**What is asked**
A. According to the impeachment trial report, how long will the former president's lawyers have to present his defense?
B. Gather every line of the records that contains the word "scale".

**Source excerpt**
+ + + + + + +
The impeachment trial of former President Donald Trump continued Thursday with House Democrats concluding opening arguments in their case that he incited the deadly riot at the U.S. Capitol.
As they did the day before, the prosecutors presented more video evidence, and argued events before Jan. 6, such as the siege on the Michigan Statehouse, served as a “dress rehearsal” for the insurrection. They also used the words of the Capitol rioters to emphasize Trump’s role in the attack.
The trial will resume at noon Friday when the former president’s lawyers will have up to 16 hours to present his defense.
Yahoo News is providing an uninterrupted live stream of the proceedings as well as instant analysis from our reporters at the trial in Washington, D.C., and elsewhere.
Where things stand
• The U.S. Senate voted to acquit former President Donald Trump of impeachment on Saturday, concluding a five-day trial that began Tuesday.
+ + + + + + +
(Items drawn from a data source)
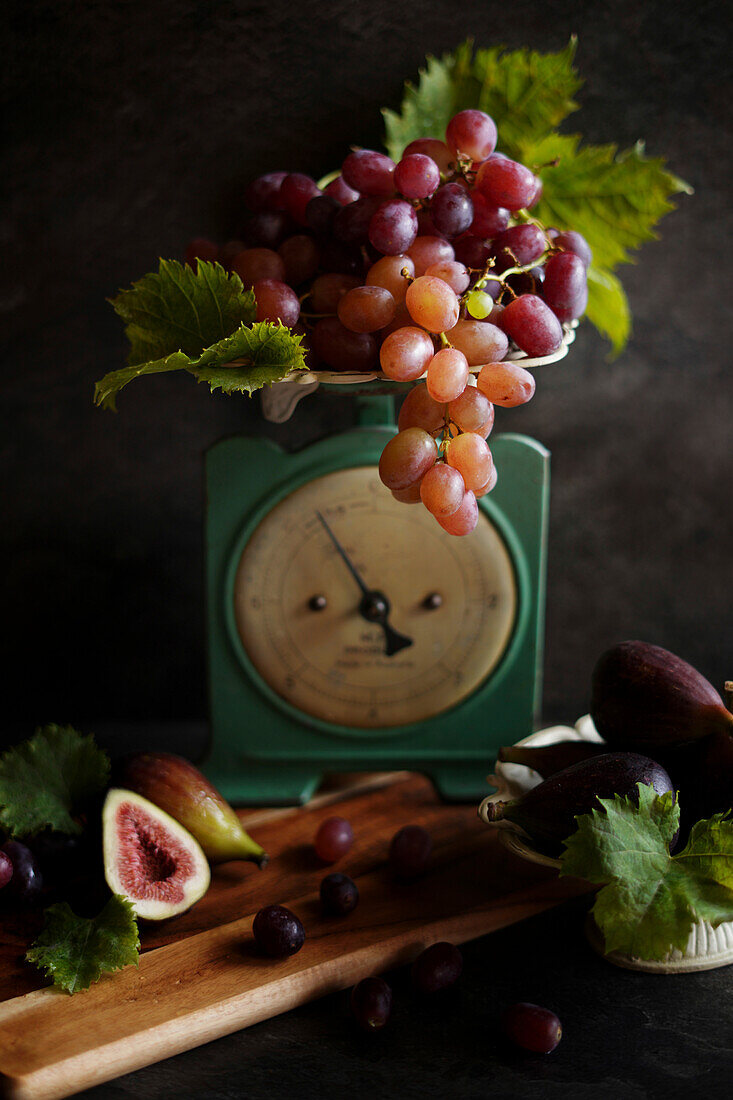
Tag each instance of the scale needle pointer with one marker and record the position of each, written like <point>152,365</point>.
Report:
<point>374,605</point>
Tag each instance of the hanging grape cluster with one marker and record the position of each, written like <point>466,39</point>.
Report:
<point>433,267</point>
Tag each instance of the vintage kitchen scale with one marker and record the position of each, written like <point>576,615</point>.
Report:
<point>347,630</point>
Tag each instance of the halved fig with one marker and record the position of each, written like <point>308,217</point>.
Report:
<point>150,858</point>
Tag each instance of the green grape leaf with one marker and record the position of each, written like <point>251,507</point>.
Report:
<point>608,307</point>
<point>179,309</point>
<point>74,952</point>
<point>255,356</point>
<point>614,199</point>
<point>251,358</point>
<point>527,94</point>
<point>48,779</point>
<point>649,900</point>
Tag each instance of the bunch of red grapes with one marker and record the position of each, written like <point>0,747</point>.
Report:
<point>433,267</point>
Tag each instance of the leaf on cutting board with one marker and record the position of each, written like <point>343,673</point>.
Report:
+ + + + + + +
**Solved tasks**
A. Up to 16 hours.

B.
Tag each instance of the scale needle pointer with one marker and record the position of each, written like <point>152,365</point>.
Tag each instance of the vintage kitchen scale with one marker and record the position of each, written like <point>576,615</point>.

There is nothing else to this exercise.